Work instructions: Copy verbatim the lines in the records below, starting at the line that contains "[indicate] short hair" and continuing through the final line of the records.

Listing:
○ ○ ○

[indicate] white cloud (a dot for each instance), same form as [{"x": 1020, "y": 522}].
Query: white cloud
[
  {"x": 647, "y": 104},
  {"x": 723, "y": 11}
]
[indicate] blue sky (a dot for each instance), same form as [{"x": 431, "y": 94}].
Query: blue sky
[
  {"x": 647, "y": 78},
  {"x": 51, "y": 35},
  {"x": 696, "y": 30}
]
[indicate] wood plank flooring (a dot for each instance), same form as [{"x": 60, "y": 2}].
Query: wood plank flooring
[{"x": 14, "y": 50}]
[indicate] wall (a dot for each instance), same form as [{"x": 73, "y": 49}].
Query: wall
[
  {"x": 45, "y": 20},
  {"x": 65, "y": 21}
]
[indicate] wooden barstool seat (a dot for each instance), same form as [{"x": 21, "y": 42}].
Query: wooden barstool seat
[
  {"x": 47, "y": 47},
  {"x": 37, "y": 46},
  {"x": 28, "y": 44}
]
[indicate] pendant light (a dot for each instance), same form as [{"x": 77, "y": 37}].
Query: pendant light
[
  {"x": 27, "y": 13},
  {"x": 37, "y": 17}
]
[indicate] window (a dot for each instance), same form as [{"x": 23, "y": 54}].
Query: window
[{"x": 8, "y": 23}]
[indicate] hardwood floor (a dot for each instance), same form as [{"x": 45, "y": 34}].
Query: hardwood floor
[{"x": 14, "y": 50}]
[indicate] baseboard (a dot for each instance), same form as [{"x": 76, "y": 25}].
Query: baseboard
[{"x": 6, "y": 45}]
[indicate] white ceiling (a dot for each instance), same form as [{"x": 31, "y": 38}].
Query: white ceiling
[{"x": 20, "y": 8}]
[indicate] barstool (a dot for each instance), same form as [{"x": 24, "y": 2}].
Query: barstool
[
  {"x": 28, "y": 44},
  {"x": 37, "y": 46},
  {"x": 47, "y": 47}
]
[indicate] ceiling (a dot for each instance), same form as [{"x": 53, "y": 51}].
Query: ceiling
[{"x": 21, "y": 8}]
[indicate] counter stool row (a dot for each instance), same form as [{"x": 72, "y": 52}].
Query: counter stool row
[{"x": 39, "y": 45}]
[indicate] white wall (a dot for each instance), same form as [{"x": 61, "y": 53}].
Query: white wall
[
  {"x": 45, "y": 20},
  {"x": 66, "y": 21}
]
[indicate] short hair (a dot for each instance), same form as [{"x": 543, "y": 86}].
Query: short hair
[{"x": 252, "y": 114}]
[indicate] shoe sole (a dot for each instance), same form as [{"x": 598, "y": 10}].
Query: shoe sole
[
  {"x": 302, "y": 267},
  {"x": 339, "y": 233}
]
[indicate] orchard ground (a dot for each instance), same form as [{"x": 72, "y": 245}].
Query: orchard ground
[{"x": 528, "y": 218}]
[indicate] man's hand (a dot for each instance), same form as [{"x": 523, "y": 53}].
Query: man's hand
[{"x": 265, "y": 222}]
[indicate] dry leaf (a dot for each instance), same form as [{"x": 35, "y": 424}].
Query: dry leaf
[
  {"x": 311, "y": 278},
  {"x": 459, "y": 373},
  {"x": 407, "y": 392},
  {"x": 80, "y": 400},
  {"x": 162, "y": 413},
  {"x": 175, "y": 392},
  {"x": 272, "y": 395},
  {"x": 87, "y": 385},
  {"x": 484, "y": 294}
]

○ ○ ○

Solution to the problem:
[indicate] short hair (a dot for each instance), same form as [{"x": 543, "y": 86}].
Query: short hair
[{"x": 252, "y": 114}]
[indicate] shoe sole (a dot for each instance), same form as [{"x": 598, "y": 10}].
Query: shoe sole
[
  {"x": 302, "y": 267},
  {"x": 339, "y": 233}
]
[indicate] orchard ground (a dot for each instance), same form as [{"x": 72, "y": 245}].
Query: orchard ground
[{"x": 528, "y": 218}]
[indicate] man's hand (a dot for each instance), same form as [{"x": 523, "y": 53}].
Query: man's hand
[{"x": 265, "y": 222}]
[indicate] dry leaf (a dot for each instance), same form as [{"x": 35, "y": 424}].
Query: dry leaf
[
  {"x": 311, "y": 278},
  {"x": 459, "y": 373},
  {"x": 407, "y": 392},
  {"x": 80, "y": 400},
  {"x": 162, "y": 413},
  {"x": 175, "y": 392},
  {"x": 272, "y": 395},
  {"x": 87, "y": 385},
  {"x": 484, "y": 294}
]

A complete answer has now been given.